• _Stated problem_: Copy out every line of the listing that contains the word "wooden".

• _The input_:
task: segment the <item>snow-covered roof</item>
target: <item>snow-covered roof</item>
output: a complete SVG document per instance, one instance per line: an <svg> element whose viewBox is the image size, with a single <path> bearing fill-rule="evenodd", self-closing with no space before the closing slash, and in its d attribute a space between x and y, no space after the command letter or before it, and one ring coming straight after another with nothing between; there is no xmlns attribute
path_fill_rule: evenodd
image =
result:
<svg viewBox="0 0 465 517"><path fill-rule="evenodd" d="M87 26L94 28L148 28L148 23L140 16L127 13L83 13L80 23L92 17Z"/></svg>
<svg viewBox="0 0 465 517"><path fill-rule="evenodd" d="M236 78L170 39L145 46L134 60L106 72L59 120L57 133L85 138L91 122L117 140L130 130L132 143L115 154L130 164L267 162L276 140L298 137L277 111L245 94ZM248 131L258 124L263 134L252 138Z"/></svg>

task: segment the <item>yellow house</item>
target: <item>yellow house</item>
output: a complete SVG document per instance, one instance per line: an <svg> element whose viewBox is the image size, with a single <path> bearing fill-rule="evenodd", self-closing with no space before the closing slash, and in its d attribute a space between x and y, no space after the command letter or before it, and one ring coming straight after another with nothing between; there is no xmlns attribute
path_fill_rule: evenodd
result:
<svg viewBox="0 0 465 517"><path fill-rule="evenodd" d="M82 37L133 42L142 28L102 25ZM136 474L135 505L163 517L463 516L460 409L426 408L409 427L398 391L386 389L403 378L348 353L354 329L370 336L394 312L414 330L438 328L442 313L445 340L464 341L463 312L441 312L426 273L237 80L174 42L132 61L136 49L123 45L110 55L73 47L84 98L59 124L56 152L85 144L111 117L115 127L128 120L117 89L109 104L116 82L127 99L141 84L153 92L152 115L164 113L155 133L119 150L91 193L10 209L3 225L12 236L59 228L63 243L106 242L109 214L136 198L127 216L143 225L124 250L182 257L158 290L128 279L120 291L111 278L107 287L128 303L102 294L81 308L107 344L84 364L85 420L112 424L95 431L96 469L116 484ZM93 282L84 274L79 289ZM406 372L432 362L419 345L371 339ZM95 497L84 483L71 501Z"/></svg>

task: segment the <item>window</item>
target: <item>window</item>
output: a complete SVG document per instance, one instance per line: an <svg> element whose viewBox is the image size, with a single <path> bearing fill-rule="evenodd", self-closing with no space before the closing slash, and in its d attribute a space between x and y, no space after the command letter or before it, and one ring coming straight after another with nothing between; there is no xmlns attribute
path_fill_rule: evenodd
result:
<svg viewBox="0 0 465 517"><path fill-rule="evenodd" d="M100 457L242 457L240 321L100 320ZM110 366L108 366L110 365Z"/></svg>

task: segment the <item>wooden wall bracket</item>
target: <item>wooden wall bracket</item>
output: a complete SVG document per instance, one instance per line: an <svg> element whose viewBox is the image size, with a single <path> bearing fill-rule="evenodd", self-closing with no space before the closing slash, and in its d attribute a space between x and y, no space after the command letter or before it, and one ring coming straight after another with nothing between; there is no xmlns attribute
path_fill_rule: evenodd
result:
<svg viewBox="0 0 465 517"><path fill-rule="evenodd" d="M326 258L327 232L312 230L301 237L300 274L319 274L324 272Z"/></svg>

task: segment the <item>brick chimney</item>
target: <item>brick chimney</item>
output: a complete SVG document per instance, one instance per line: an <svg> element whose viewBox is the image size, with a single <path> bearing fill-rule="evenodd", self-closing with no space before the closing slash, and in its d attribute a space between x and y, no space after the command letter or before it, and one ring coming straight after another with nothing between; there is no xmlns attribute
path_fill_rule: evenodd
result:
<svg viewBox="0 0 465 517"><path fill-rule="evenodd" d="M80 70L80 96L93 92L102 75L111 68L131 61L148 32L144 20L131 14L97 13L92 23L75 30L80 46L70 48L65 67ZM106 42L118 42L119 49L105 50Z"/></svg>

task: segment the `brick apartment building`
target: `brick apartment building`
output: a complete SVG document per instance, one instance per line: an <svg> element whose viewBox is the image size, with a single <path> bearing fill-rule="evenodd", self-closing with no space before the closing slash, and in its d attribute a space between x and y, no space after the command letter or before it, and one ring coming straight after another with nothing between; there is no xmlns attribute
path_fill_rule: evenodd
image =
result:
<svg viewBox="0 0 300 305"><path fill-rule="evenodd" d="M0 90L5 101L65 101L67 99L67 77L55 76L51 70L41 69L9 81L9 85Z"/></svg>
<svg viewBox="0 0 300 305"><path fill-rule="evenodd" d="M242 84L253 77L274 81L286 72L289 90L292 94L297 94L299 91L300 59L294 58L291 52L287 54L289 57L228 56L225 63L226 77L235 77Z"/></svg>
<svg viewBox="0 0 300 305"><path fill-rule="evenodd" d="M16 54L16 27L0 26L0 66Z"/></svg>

• _The reply_:
task: segment the <item>wooden wall bracket</item>
target: <item>wooden wall bracket</item>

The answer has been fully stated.